- **Instructions**:
#1 How would you render this sentence from the Mesos commit email in Spanish: "This test verifies that the fetcher retries downloading URI when the cache file is missing."
#2 Can you print the stretch of the Mesos commit email from "This test verifies" through "changed, 39 insertions(+)", word for word?

- **Text**:
## START

Posted by jo...@apache.org.
This is an automated email from the ASF dual-hosted git repository.

josephwu pushed a commit to branch 1.7.x
in repository https://gitbox.apache.org/repos/asf/mesos.git

commit 1f4e317f3e78a0891759c4990a202a81a0c63f2b
Author: Andrei Budnik <ab...@mesosphere.com>
AuthorDate: Wed Nov 14 11:53:33 2018 -0800

    Added `FetcherCacheTest.LocalCachedMissing` test.
    
    This test verifies that the fetcher retries downloading URI when the
    cache file is missing.
    
    Review: https://reviews.apache.org/r/69172/
---
 src/tests/fetcher_cache_tests.cpp | 39 +++++++++++++++++++++++++++++++++++++++
 1 file changed, 39 insertions(+)

diff --git a/src/tests/fetcher_cache_tests.cpp b/src/tests/fetcher_cache_tests.cpp
index 22a7c0f..8766ffe 100644
--- a/src/tests/fetcher_cache_tests.cpp
+++ b/src/tests/fetcher_cache_tests.cpp
@@ -697,6 +697,45 @@ TEST_F(FetcherCacheTest, LocalCached)
 }
 
 
+// This test launches a task with enabled cache, then removes all cached files,
+// then attempts to launch another task with the same URIs as the first task.
+// We expect that the fetcher retries to download all the artifacts when cached
+// files are missing.

## END

- **Information supplied**:

## START

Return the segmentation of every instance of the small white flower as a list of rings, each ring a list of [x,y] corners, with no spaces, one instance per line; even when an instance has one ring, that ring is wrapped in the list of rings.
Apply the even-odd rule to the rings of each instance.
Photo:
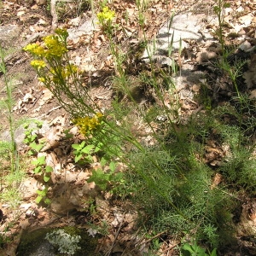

## END

- **Task responses**:
#1 Esta prueba verifica que el fetcher reintenta descargar la URI cuando falta el archivo de caché.

#2
This test verifies that the fetcher retries downloading URI when the
    cache file is missing.
    
    Review: https://reviews.apache.org/r/69172/
---
 src/tests/fetcher_cache_tests.cpp | 39 +++++++++++++++++++++++++++++++++++++++
 1 file changed, 39 insertions(+)